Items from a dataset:
····················

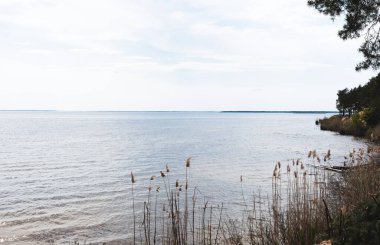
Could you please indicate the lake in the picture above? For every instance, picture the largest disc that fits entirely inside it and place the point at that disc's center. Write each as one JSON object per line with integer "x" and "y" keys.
{"x": 66, "y": 175}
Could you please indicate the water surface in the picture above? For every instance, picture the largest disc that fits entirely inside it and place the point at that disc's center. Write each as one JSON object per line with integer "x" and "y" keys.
{"x": 65, "y": 175}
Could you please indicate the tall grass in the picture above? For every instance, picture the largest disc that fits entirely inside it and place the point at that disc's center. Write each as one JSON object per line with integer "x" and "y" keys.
{"x": 304, "y": 206}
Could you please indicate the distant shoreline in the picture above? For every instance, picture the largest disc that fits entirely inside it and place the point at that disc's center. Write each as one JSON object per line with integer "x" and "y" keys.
{"x": 295, "y": 112}
{"x": 229, "y": 111}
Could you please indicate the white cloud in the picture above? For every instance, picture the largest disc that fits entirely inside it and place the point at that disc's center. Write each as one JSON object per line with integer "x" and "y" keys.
{"x": 116, "y": 54}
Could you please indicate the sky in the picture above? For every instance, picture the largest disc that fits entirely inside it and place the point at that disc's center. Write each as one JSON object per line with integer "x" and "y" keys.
{"x": 172, "y": 55}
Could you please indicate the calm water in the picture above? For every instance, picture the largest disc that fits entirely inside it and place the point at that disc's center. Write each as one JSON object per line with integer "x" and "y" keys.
{"x": 65, "y": 175}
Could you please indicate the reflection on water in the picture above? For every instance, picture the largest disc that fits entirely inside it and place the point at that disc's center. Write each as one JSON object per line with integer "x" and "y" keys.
{"x": 65, "y": 175}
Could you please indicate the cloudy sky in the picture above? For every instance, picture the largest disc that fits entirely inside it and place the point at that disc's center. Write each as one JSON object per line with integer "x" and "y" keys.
{"x": 172, "y": 55}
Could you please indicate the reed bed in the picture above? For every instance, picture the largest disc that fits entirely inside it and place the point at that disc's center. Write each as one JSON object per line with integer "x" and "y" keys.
{"x": 307, "y": 203}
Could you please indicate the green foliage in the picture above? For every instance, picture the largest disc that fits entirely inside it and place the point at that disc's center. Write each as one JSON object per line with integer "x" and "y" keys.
{"x": 364, "y": 99}
{"x": 361, "y": 19}
{"x": 369, "y": 116}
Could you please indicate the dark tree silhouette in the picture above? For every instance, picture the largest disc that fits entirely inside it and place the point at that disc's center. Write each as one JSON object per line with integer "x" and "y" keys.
{"x": 362, "y": 98}
{"x": 361, "y": 18}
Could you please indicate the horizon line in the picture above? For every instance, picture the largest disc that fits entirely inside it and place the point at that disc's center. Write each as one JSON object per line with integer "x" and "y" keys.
{"x": 217, "y": 111}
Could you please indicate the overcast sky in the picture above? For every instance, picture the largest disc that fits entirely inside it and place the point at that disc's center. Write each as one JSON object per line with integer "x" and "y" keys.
{"x": 172, "y": 55}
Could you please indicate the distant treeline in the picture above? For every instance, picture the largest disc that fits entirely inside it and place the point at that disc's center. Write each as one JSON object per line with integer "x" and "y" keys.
{"x": 362, "y": 99}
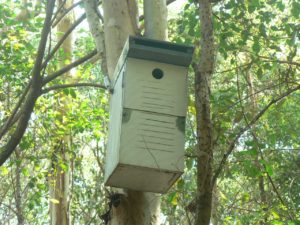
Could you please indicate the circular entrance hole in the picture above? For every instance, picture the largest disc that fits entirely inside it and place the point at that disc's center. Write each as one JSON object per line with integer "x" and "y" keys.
{"x": 157, "y": 73}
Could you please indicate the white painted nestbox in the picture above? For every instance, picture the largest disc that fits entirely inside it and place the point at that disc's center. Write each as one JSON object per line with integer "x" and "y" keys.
{"x": 147, "y": 115}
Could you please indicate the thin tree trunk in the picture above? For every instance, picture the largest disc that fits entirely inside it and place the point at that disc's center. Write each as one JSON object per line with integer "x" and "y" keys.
{"x": 60, "y": 182}
{"x": 203, "y": 75}
{"x": 253, "y": 110}
{"x": 18, "y": 191}
{"x": 120, "y": 21}
{"x": 155, "y": 14}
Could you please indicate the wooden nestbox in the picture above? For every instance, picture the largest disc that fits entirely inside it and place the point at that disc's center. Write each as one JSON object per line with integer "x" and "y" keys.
{"x": 147, "y": 115}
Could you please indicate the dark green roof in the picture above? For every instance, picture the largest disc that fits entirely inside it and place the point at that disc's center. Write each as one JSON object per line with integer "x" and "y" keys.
{"x": 160, "y": 51}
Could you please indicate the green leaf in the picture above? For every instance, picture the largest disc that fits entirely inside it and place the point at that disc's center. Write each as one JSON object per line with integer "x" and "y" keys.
{"x": 295, "y": 9}
{"x": 256, "y": 46}
{"x": 25, "y": 172}
{"x": 54, "y": 201}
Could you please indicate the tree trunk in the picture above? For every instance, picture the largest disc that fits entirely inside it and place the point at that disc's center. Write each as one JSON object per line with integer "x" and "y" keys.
{"x": 59, "y": 186}
{"x": 120, "y": 21}
{"x": 155, "y": 14}
{"x": 18, "y": 191}
{"x": 203, "y": 75}
{"x": 253, "y": 111}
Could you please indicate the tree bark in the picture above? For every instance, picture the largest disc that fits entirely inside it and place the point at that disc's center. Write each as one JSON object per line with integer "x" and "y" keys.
{"x": 33, "y": 92}
{"x": 60, "y": 181}
{"x": 18, "y": 190}
{"x": 120, "y": 21}
{"x": 203, "y": 74}
{"x": 155, "y": 15}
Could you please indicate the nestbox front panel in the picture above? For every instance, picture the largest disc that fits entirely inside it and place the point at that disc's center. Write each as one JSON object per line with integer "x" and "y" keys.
{"x": 152, "y": 140}
{"x": 155, "y": 87}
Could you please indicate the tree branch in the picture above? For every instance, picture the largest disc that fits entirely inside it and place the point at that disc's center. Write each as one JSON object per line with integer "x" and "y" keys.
{"x": 68, "y": 67}
{"x": 11, "y": 119}
{"x": 56, "y": 87}
{"x": 66, "y": 11}
{"x": 34, "y": 91}
{"x": 64, "y": 37}
{"x": 244, "y": 129}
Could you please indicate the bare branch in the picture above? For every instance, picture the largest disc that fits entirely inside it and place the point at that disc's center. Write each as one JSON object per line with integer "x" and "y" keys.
{"x": 59, "y": 43}
{"x": 66, "y": 11}
{"x": 56, "y": 87}
{"x": 9, "y": 121}
{"x": 68, "y": 67}
{"x": 244, "y": 129}
{"x": 34, "y": 91}
{"x": 58, "y": 10}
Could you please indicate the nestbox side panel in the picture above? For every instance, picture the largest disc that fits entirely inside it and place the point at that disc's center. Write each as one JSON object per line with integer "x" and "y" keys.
{"x": 152, "y": 140}
{"x": 115, "y": 121}
{"x": 155, "y": 87}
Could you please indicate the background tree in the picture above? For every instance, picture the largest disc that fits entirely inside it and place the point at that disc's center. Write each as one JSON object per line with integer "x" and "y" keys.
{"x": 250, "y": 39}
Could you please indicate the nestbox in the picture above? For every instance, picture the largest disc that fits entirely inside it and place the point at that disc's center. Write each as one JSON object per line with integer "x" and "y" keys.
{"x": 147, "y": 115}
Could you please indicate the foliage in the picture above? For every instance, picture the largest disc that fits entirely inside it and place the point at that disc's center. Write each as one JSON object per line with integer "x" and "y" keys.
{"x": 257, "y": 61}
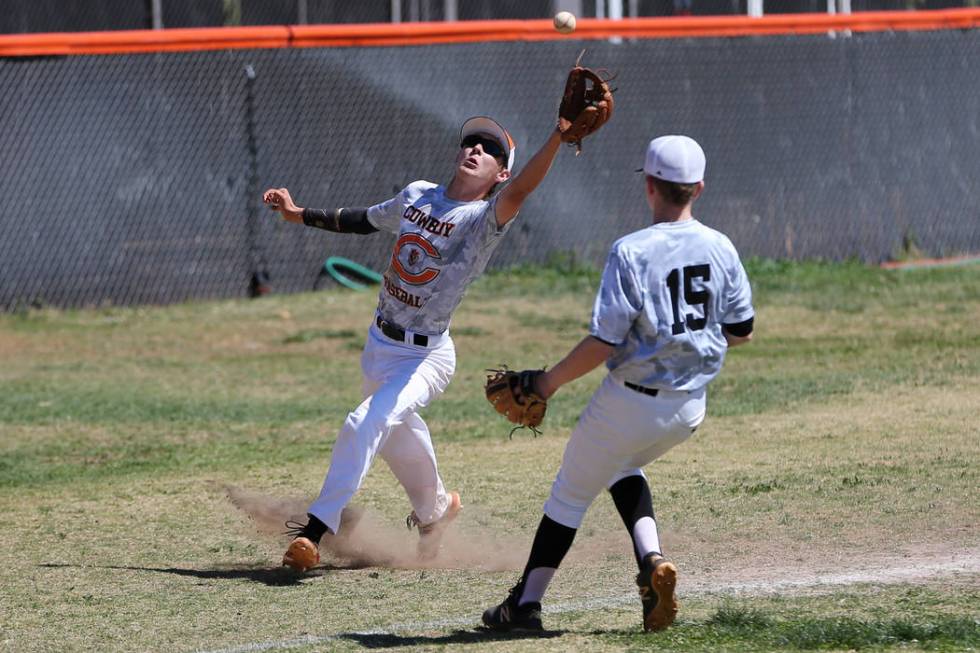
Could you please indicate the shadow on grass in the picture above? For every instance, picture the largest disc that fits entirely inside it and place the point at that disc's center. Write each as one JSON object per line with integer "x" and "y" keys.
{"x": 273, "y": 577}
{"x": 476, "y": 636}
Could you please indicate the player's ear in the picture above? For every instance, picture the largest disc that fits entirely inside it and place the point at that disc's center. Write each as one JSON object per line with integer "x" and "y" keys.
{"x": 698, "y": 190}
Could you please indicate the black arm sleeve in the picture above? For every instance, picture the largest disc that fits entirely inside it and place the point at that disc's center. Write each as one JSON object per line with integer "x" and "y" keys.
{"x": 341, "y": 221}
{"x": 741, "y": 329}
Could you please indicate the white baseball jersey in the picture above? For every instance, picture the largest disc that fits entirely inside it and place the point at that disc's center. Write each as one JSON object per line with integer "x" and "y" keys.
{"x": 665, "y": 292}
{"x": 442, "y": 246}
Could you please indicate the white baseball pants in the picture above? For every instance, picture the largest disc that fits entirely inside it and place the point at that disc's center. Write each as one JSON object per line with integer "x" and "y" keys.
{"x": 619, "y": 432}
{"x": 399, "y": 380}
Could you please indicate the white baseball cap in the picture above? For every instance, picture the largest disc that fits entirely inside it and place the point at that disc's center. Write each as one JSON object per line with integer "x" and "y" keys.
{"x": 675, "y": 158}
{"x": 490, "y": 127}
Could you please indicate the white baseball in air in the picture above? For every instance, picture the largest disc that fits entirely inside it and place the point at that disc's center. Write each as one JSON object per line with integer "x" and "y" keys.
{"x": 565, "y": 22}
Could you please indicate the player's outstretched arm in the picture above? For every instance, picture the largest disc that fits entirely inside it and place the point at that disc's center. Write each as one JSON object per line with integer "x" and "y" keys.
{"x": 343, "y": 220}
{"x": 513, "y": 195}
{"x": 584, "y": 357}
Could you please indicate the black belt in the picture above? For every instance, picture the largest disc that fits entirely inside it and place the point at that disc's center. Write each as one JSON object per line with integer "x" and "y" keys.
{"x": 395, "y": 333}
{"x": 653, "y": 392}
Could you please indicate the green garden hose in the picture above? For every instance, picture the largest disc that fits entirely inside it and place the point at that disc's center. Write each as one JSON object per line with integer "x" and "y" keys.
{"x": 337, "y": 265}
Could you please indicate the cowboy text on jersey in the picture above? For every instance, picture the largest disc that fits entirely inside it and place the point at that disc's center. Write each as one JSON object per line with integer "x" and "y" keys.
{"x": 403, "y": 295}
{"x": 427, "y": 222}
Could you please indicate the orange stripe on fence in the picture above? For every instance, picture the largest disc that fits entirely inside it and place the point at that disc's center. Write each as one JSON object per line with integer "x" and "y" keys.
{"x": 387, "y": 34}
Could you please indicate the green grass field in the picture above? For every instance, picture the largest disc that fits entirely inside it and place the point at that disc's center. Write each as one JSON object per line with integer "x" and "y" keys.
{"x": 829, "y": 502}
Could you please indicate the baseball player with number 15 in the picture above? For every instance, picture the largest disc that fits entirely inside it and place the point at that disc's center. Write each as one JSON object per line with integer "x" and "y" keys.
{"x": 673, "y": 297}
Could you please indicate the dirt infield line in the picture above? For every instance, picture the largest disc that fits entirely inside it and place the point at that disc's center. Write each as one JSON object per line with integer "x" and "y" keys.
{"x": 916, "y": 570}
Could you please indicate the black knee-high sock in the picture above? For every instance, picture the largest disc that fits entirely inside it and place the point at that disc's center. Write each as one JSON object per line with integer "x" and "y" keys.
{"x": 551, "y": 544}
{"x": 633, "y": 501}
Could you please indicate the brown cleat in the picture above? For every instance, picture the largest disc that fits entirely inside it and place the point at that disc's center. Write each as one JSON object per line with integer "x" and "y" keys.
{"x": 430, "y": 535}
{"x": 301, "y": 555}
{"x": 656, "y": 582}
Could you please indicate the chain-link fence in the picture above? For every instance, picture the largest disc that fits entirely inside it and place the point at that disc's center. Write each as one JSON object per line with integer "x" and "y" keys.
{"x": 21, "y": 16}
{"x": 136, "y": 178}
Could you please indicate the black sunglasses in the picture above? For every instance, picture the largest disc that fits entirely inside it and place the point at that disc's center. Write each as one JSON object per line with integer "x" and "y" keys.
{"x": 490, "y": 146}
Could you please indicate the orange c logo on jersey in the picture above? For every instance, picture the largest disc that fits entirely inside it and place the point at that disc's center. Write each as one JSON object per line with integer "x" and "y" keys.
{"x": 419, "y": 278}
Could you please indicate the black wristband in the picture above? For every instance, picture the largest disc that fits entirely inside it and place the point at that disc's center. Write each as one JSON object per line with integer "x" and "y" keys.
{"x": 341, "y": 221}
{"x": 740, "y": 329}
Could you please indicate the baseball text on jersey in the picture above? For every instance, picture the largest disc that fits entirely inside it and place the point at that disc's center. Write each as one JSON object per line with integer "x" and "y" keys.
{"x": 427, "y": 222}
{"x": 403, "y": 295}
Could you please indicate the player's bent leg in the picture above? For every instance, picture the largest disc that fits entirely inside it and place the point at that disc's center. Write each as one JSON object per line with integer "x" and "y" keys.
{"x": 656, "y": 582}
{"x": 431, "y": 534}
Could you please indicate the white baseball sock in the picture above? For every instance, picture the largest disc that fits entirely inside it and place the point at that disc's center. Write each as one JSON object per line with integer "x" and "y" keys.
{"x": 536, "y": 585}
{"x": 645, "y": 537}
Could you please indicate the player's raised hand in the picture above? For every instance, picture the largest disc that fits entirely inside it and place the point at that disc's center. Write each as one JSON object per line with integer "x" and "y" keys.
{"x": 279, "y": 199}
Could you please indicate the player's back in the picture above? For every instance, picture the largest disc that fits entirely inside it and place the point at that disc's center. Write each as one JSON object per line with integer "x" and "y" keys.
{"x": 682, "y": 280}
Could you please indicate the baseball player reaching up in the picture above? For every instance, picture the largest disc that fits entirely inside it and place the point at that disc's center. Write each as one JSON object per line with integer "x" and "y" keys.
{"x": 673, "y": 298}
{"x": 445, "y": 236}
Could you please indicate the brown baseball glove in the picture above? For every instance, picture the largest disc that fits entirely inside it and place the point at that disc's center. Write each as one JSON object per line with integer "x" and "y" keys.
{"x": 586, "y": 105}
{"x": 513, "y": 395}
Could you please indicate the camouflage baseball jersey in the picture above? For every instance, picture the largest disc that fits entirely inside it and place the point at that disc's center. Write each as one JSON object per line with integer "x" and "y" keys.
{"x": 442, "y": 246}
{"x": 665, "y": 292}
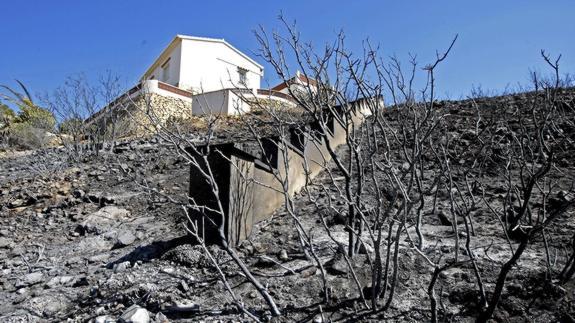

····················

- _Exercise_
Copy every line of the data from the line with "Could you please indicate the brown baseball" through the end, requests included, and add 3 to each number in the point coordinates given as answers. Leave out the pictures.

- _Result below_
Could you please indicate the brown baseball glove in the picture above? For every instance, picture the largest disc that fits entirely inside it and place the point at that disc's center. Write each as one JSON object per line with integer "x" and "y" keys.
{"x": 589, "y": 108}
{"x": 516, "y": 398}
Could you please indicate the camouflage baseball jersey in the picture above? For every instance, picture the largest disc that fits entirely inside it and place the point at that disc's center. Write each as one JSON object per line with integer "x" and "y" keys.
{"x": 445, "y": 249}
{"x": 668, "y": 295}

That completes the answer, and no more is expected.